- _Material for the task_:
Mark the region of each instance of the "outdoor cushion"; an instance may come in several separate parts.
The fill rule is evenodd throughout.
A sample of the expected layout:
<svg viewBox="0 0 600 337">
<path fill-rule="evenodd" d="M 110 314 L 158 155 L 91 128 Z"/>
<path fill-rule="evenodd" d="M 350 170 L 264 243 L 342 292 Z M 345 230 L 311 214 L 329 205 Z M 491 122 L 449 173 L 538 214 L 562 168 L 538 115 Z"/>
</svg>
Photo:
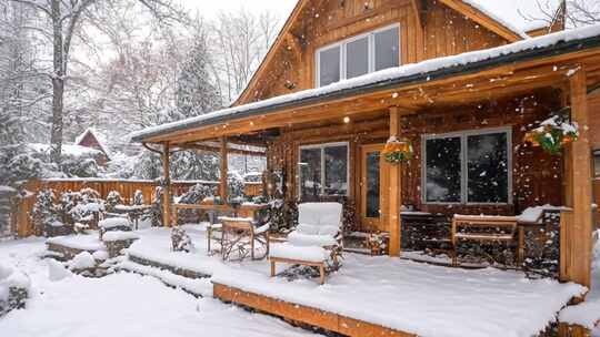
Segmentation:
<svg viewBox="0 0 600 337">
<path fill-rule="evenodd" d="M 307 234 L 307 235 L 316 235 L 319 234 L 319 226 L 317 225 L 307 225 L 307 224 L 299 224 L 296 227 L 296 232 Z"/>
<path fill-rule="evenodd" d="M 298 222 L 308 225 L 339 227 L 342 215 L 340 203 L 303 203 L 298 205 Z"/>
<path fill-rule="evenodd" d="M 331 235 L 310 235 L 292 232 L 288 235 L 288 242 L 297 246 L 333 246 L 338 241 Z"/>
<path fill-rule="evenodd" d="M 272 245 L 270 257 L 321 263 L 329 254 L 318 246 L 294 246 L 287 243 Z"/>
</svg>

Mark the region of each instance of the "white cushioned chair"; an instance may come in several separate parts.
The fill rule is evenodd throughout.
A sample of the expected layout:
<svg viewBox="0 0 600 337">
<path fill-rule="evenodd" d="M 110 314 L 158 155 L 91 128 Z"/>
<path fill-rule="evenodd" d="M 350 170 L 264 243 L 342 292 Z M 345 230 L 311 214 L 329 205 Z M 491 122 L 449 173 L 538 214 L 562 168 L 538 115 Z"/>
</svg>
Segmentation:
<svg viewBox="0 0 600 337">
<path fill-rule="evenodd" d="M 298 226 L 287 241 L 270 248 L 271 276 L 276 263 L 317 266 L 324 282 L 326 264 L 338 267 L 342 249 L 342 211 L 340 203 L 303 203 L 298 205 Z"/>
</svg>

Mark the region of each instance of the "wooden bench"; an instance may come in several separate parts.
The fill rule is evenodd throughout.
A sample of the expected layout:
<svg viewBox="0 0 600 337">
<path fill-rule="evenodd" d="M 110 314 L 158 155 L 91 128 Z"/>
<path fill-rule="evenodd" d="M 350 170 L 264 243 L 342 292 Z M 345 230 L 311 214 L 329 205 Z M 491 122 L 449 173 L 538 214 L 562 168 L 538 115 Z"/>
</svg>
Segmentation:
<svg viewBox="0 0 600 337">
<path fill-rule="evenodd" d="M 476 242 L 516 242 L 516 216 L 459 215 L 452 218 L 452 265 L 458 265 L 459 241 Z M 517 262 L 520 262 L 520 249 L 517 248 Z"/>
</svg>

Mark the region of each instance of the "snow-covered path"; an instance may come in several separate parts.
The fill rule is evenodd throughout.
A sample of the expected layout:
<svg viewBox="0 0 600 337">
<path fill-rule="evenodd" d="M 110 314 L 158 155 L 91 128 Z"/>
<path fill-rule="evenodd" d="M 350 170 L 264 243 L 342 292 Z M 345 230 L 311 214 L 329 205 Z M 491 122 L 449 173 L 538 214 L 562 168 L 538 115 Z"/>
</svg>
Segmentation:
<svg viewBox="0 0 600 337">
<path fill-rule="evenodd" d="M 0 261 L 31 277 L 26 310 L 0 318 L 0 336 L 309 336 L 282 320 L 212 298 L 197 299 L 153 277 L 48 277 L 43 239 L 0 243 Z"/>
</svg>

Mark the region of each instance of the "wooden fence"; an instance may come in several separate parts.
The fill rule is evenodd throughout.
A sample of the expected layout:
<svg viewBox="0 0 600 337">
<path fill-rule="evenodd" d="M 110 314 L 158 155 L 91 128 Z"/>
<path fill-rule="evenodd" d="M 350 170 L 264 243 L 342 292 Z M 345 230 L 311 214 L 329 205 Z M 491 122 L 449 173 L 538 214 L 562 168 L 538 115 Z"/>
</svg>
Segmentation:
<svg viewBox="0 0 600 337">
<path fill-rule="evenodd" d="M 219 182 L 208 181 L 174 181 L 171 183 L 171 191 L 174 196 L 184 194 L 191 186 L 196 184 L 214 186 L 214 191 L 219 191 Z M 33 235 L 33 224 L 31 222 L 31 212 L 36 204 L 36 196 L 39 191 L 53 190 L 57 197 L 60 197 L 63 193 L 73 191 L 78 192 L 82 188 L 92 188 L 100 193 L 100 197 L 106 200 L 111 191 L 117 191 L 123 197 L 126 204 L 131 204 L 136 191 L 141 191 L 143 195 L 143 203 L 149 204 L 152 202 L 152 197 L 158 183 L 156 181 L 140 181 L 140 180 L 36 180 L 30 181 L 24 185 L 24 188 L 30 192 L 26 197 L 19 200 L 18 203 L 13 203 L 11 214 L 11 228 L 12 233 L 16 233 L 20 237 Z M 256 196 L 262 194 L 262 183 L 247 183 L 244 186 L 244 194 L 248 196 Z"/>
</svg>

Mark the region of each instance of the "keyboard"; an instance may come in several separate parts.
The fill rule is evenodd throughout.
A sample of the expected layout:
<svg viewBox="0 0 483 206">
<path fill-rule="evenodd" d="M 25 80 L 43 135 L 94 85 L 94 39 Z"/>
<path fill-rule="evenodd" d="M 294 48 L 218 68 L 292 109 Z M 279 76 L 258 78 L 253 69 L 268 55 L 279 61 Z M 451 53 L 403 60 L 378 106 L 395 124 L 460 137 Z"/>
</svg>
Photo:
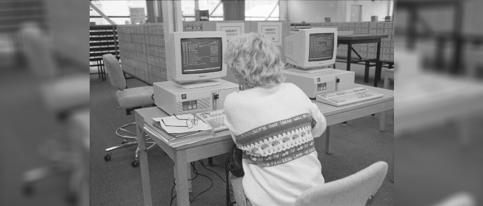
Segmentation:
<svg viewBox="0 0 483 206">
<path fill-rule="evenodd" d="M 218 110 L 196 114 L 196 117 L 213 127 L 215 132 L 227 130 L 225 125 L 225 110 Z"/>
<path fill-rule="evenodd" d="M 357 87 L 332 93 L 319 94 L 315 100 L 323 103 L 340 107 L 348 104 L 381 98 L 384 96 L 379 92 L 364 87 Z"/>
</svg>

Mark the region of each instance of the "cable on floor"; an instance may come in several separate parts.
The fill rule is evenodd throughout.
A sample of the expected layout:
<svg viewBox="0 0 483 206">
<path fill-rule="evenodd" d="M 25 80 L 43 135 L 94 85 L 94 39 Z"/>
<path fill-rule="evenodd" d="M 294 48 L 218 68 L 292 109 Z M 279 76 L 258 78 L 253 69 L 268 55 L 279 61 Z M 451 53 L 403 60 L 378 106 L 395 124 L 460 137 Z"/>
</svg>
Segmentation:
<svg viewBox="0 0 483 206">
<path fill-rule="evenodd" d="M 194 180 L 195 178 L 196 178 L 198 176 L 198 175 L 199 175 L 199 176 L 204 176 L 204 177 L 207 178 L 208 180 L 210 180 L 210 182 L 211 182 L 211 185 L 210 185 L 210 187 L 208 187 L 208 189 L 205 189 L 204 191 L 201 192 L 201 193 L 198 194 L 197 194 L 197 196 L 195 196 L 193 199 L 190 199 L 190 203 L 193 203 L 195 201 L 195 200 L 196 199 L 196 198 L 197 198 L 198 196 L 199 196 L 201 195 L 202 194 L 206 192 L 207 191 L 210 190 L 210 189 L 211 189 L 211 187 L 213 186 L 213 181 L 210 177 L 208 177 L 208 176 L 206 176 L 206 175 L 204 175 L 204 174 L 199 174 L 199 173 L 198 173 L 198 170 L 196 169 L 196 168 L 195 167 L 195 166 L 193 165 L 193 163 L 191 163 L 191 167 L 193 168 L 193 173 L 195 173 L 195 174 L 196 174 L 196 176 L 195 176 L 195 178 L 192 178 L 192 179 L 188 179 L 188 181 Z M 175 178 L 175 180 L 173 181 L 173 183 L 174 183 L 174 185 L 172 185 L 172 188 L 171 189 L 171 196 L 172 196 L 172 192 L 173 192 L 174 189 L 175 189 L 175 187 L 176 187 L 176 178 Z M 172 198 L 171 198 L 171 201 L 170 202 L 170 204 L 169 204 L 170 206 L 172 205 L 172 200 L 175 200 L 175 198 L 176 198 L 177 196 L 177 195 L 175 195 L 175 196 L 173 196 Z"/>
<path fill-rule="evenodd" d="M 205 169 L 208 169 L 208 170 L 211 171 L 211 172 L 213 172 L 213 173 L 215 173 L 215 174 L 216 174 L 218 177 L 219 177 L 219 178 L 221 179 L 221 181 L 222 181 L 224 183 L 226 183 L 226 181 L 224 179 L 223 179 L 223 178 L 222 178 L 221 176 L 219 176 L 219 174 L 218 174 L 217 173 L 215 172 L 215 171 L 213 171 L 213 170 L 211 170 L 211 169 L 208 169 L 208 168 L 206 168 L 206 166 L 205 166 L 205 165 L 203 163 L 203 161 L 199 160 L 199 163 L 201 163 L 201 166 L 203 166 L 203 167 L 204 167 Z M 217 166 L 221 167 L 221 166 L 220 166 L 220 165 L 217 165 Z"/>
</svg>

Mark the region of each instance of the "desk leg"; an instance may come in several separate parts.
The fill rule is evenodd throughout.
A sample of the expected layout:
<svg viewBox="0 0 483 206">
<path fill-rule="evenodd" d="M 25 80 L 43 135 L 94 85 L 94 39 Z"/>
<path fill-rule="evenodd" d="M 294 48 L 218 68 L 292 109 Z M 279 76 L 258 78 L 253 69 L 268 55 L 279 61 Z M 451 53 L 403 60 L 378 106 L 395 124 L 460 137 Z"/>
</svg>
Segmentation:
<svg viewBox="0 0 483 206">
<path fill-rule="evenodd" d="M 352 59 L 352 43 L 347 44 L 347 71 L 351 71 L 351 60 Z"/>
<path fill-rule="evenodd" d="M 377 42 L 377 50 L 376 52 L 376 55 L 377 56 L 375 57 L 376 61 L 375 61 L 375 74 L 374 74 L 374 87 L 377 87 L 377 83 L 379 82 L 379 80 L 381 79 L 381 62 L 380 58 L 381 58 L 381 39 L 379 39 L 379 41 Z"/>
<path fill-rule="evenodd" d="M 388 90 L 388 88 L 389 76 L 387 75 L 387 74 L 386 74 L 386 75 L 384 75 L 384 89 Z M 379 130 L 381 132 L 384 132 L 386 130 L 386 111 L 382 112 L 379 114 L 381 115 L 381 118 L 379 122 Z"/>
<path fill-rule="evenodd" d="M 379 114 L 381 116 L 379 121 L 379 131 L 384 132 L 386 131 L 386 111 L 381 112 Z"/>
<path fill-rule="evenodd" d="M 326 153 L 331 154 L 331 127 L 326 128 Z"/>
<path fill-rule="evenodd" d="M 369 62 L 366 61 L 366 68 L 364 71 L 364 82 L 369 82 Z"/>
<path fill-rule="evenodd" d="M 188 172 L 188 179 L 191 179 L 191 164 L 190 163 L 188 163 L 188 169 L 186 171 Z M 188 191 L 190 192 L 193 192 L 193 185 L 191 185 L 191 181 L 188 181 Z"/>
<path fill-rule="evenodd" d="M 138 148 L 141 148 L 139 151 L 139 165 L 141 167 L 141 182 L 143 187 L 143 197 L 144 199 L 144 205 L 152 205 L 152 200 L 151 198 L 151 185 L 149 181 L 149 166 L 148 165 L 148 152 L 144 149 L 146 147 L 146 134 L 142 133 L 144 124 L 142 121 L 136 116 L 136 133 L 137 134 Z"/>
<path fill-rule="evenodd" d="M 186 151 L 176 152 L 175 154 L 175 178 L 176 178 L 177 205 L 190 205 L 187 165 Z"/>
</svg>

- _Task to carry out_: Please pull out every line in the listing above that contains the word "region", copying each one in full.

- _Result of this exercise_:
Mark the region of each instance of the "outdoor cushion"; an instance may come in several separate parts.
Mark the region of each instance of the "white cushioned chair"; an instance may come in several separate parts.
Mark the region of each instance of the "wooden bench"; an instance may come in several separate parts.
Mark the region of each instance of the "snow-covered path"; an instance may come in several separate parts.
Mark the region of each instance of the "wooden fence"; an instance may come in several separate parts.
Mark the region of each instance of the "keyboard"; an instance may come in several separate parts.
Mark the region of each instance of the "cable on floor"; an instance may come in several separate parts.
Mark the region of each instance of the "desk leg"; an instance may come in several separate parts.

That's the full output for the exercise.